Prompt ::
Please reproduce each of the rows below word for word, keeping every line as it appears.
◇ ◇ ◇
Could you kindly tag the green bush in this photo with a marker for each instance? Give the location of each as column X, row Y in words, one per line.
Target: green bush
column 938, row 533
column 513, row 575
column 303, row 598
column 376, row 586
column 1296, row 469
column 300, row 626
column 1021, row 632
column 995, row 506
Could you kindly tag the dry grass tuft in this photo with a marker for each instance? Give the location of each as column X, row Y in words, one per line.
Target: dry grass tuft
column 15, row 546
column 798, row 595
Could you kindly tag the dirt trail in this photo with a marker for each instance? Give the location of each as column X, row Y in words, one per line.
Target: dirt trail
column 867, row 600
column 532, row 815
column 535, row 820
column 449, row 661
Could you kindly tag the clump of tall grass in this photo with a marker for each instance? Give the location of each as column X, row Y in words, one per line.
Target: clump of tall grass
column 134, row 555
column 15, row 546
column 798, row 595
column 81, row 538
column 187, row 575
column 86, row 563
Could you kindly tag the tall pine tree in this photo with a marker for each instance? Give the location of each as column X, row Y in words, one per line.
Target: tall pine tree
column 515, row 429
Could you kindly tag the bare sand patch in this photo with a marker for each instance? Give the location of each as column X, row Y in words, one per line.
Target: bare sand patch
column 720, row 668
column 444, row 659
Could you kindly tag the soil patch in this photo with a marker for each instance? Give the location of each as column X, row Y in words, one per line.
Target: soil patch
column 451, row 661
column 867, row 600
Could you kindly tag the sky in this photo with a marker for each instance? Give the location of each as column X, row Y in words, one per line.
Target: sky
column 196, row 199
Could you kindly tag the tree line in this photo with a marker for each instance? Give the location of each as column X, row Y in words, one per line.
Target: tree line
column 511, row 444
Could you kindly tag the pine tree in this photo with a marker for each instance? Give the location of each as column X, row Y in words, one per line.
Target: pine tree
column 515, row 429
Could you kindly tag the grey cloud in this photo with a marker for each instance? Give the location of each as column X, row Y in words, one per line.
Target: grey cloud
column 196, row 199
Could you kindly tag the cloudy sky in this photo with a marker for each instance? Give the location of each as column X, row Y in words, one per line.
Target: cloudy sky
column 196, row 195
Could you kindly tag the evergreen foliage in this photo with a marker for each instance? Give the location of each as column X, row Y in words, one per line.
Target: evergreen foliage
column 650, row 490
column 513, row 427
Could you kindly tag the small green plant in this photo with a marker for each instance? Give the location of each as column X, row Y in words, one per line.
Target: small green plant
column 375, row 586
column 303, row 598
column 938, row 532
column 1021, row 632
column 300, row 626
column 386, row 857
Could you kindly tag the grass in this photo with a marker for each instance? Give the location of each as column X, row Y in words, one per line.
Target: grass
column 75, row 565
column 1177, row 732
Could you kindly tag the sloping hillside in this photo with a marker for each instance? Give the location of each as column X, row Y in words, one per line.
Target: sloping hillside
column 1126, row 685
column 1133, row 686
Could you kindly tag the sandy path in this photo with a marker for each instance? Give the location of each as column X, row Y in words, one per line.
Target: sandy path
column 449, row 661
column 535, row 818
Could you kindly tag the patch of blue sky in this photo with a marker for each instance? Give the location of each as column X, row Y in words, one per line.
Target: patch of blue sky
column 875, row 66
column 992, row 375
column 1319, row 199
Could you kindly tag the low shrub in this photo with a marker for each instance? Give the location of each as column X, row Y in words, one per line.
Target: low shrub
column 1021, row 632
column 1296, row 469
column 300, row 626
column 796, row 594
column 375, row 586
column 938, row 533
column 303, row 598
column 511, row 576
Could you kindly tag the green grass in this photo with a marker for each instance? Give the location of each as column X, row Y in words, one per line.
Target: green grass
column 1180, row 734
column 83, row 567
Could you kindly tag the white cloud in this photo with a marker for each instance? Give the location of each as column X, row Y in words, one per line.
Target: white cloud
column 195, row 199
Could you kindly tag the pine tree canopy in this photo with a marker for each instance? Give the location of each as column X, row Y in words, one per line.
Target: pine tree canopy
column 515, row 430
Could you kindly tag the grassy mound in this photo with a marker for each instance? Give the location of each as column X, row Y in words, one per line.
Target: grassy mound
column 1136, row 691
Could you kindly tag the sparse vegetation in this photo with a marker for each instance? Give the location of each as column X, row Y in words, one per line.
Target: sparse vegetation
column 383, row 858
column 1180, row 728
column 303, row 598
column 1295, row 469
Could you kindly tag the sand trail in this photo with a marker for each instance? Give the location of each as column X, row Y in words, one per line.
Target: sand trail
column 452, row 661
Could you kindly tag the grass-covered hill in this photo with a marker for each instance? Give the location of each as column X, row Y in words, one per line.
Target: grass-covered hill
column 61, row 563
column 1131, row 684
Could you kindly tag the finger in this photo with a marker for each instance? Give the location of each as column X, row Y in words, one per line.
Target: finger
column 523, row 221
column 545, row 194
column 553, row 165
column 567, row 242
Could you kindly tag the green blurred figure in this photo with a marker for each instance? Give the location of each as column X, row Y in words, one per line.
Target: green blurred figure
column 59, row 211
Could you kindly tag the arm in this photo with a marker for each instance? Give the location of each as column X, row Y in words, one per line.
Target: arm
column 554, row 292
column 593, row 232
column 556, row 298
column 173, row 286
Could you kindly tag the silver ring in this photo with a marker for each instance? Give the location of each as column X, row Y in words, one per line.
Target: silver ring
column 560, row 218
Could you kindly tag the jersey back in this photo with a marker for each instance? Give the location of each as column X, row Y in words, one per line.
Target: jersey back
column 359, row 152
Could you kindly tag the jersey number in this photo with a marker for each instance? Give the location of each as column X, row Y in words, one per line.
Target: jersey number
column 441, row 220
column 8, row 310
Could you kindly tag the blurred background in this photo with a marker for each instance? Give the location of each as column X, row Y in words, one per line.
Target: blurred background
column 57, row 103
◇ ◇ ◇
Solved exercise ::
Could you kindly tag the green bush in this photo with a marker for each instance? Give the location of each as column X, row Y in words, one per line.
Target: green bush
column 938, row 533
column 513, row 575
column 303, row 598
column 376, row 586
column 1296, row 469
column 300, row 626
column 1021, row 632
column 995, row 506
Could you kindly tag the dry grass tuft in this photo with a marker for each instance? Give the location of each as column X, row Y in words, one per line.
Target: dry grass tuft
column 15, row 546
column 798, row 595
Could you kindly tag the dirt trail in this photo with a marker for each instance? Give the location of each as column X, row Y in words, one per line.
Target: dirt trail
column 867, row 600
column 532, row 815
column 535, row 820
column 449, row 661
Could you kindly tag the clump of tall grass in this photo with a marker for each instance? Give the location of each as column X, row Y in words, one per line.
Target: clump of tall grass
column 134, row 555
column 15, row 546
column 798, row 595
column 81, row 538
column 187, row 575
column 86, row 563
Could you kindly tag the tall pine tree in this photo with a marker for each instance? Give the location of each as column X, row Y in words, one per line.
Target: tall pine tree
column 515, row 429
Could you kindly tag the bare sand patch in this photo with a marker for each instance? Give the location of each as column X, row Y in words, one per line.
Target: bare sand patch
column 720, row 668
column 444, row 659
Could you kindly tag the soil patch in this photo with a marker for each instance? Give the location of each as column X, row Y in words, one per line.
Target: soil patch
column 451, row 661
column 867, row 600
Could you kindly tag the sky in this photo with a marker for each instance? Give the location of each as column X, row Y in words, one per line.
Target: sky
column 196, row 199
Could you kindly tag the tree line in this photo with a marker for each instance? Give the location of each as column X, row Y in words, one per line.
Target: tree line
column 511, row 444
Could you kindly tag the pine tree in this photo with a marker for each instance? Give the location of each as column X, row Y in words, one per line.
Target: pine tree
column 515, row 429
Could you kindly tag the grey cloud in this photo with a marker for each instance? Give the location of each as column X, row Y in words, one per line.
Target: grey cloud
column 196, row 199
Could you kindly tag the cloudy sky in this photo with a marker for each instance? Give the location of each as column X, row Y in words, one per line.
Target: cloudy sky
column 196, row 195
Could you kindly tag the evergreen foliage in this photo with a marker for each instance? Give the location of each as column X, row Y in words, one per line.
Target: evergreen foliage
column 650, row 490
column 513, row 427
Could you kindly tag the small green plant in this photo with a marker for each instance? Give the location of each as column X, row Y in words, one per line.
Target: small green plant
column 375, row 586
column 303, row 598
column 938, row 532
column 1021, row 632
column 300, row 626
column 386, row 857
Could you kindly tag the grass in this photo with a marker for each instance? Give the location of each as column X, row Y in words, one per line.
Target: grass
column 75, row 565
column 1177, row 732
Could you kindly tag the sloping hillside in this photo with a marker for each instance? Give the location of each as column X, row Y in words, one per line.
Target: sloping hillside
column 1126, row 685
column 1133, row 686
Could you kindly tag the sandy path in this photo with a marker for each instance? Give the location of each as column X, row Y in words, one per line.
Target: sandy path
column 449, row 661
column 535, row 818
Could you kindly tag the patch of blue sky in this photo with a marker for each instance? Give the location of each as column X, row Y in words, one per line.
Target: patch of blue sky
column 875, row 66
column 992, row 375
column 1319, row 199
Could you kindly tag the low shrub in this photo with a marker for each instance? Give the location of each as column X, row Y in words, one per line.
Target: low shrub
column 1021, row 632
column 1296, row 469
column 300, row 626
column 796, row 594
column 375, row 586
column 938, row 533
column 303, row 598
column 511, row 576
Could you kindly tag the green grass in this photo with a marker for each instance? Give the location of each as column X, row Y in words, one per line.
Target: green grass
column 1180, row 734
column 83, row 567
Could you kindly tag the white cloud in this photo with a marker for each instance? Give the location of each as column X, row Y in words, one per line.
Target: white cloud
column 195, row 199
Could you kindly tag the pine tree canopy in this photo with a marker for each instance? Give the location of each as column X, row Y in words, one per line.
Target: pine tree canopy
column 515, row 430
Could you kindly tag the grassy mound in this photo with a marker for each instance? Give the location of each as column X, row Y in words, one per line.
Target: grassy mound
column 1136, row 691
Could you kindly tag the sparse vegetation in this photo with a marker for each instance? Give the location of each as column X, row Y in words, one per line.
Target: sparse vegetation
column 383, row 858
column 1180, row 728
column 303, row 598
column 1295, row 469
Could you kindly tag the sand trail in this photo with a marker for each instance? Give the location of each as column X, row Y in words, one per line.
Target: sand trail
column 452, row 661
Could you kindly tag the grass-covered hill in this photo with a marker for each instance? Give the location of each as column X, row Y in words, one per line.
Target: grass-covered hill
column 61, row 563
column 1131, row 684
Could you kindly tag the finger in this photo with a marker for each instance? Give the location of each as column X, row Y in words, one per line.
Target: finger
column 523, row 221
column 545, row 194
column 553, row 165
column 567, row 242
Could you kindly tag the green blurred figure in this photo with a marker for each instance? Give the location of each as column X, row Y in words, one per line.
Target: green blurred figure
column 59, row 211
Could you kindly tag the arm in this photo with a marker for each instance? Give the location of each as column X, row Y in words, one per line.
Target: arm
column 554, row 292
column 593, row 232
column 556, row 298
column 173, row 286
Could you kindly tag the silver ring in this photo with a marker for each instance? Give the location of each as column X, row Y in words, one per line.
Target: silver ring
column 560, row 218
Could you kindly tag the jersey back in this photo with a marker for each instance? Give the location of each as column X, row Y in words, one per line.
Target: jersey back
column 359, row 152
Could you kindly tag the jersey number in this photo with a marker for each instance? Give the location of each as column X, row Y in words, one per line.
Target: jersey number
column 441, row 220
column 8, row 310
Could you kindly tag the blurred background in this photo with a marker for each instance? Give the location of each as column X, row Y in words, one per line.
Target: blurred background
column 57, row 103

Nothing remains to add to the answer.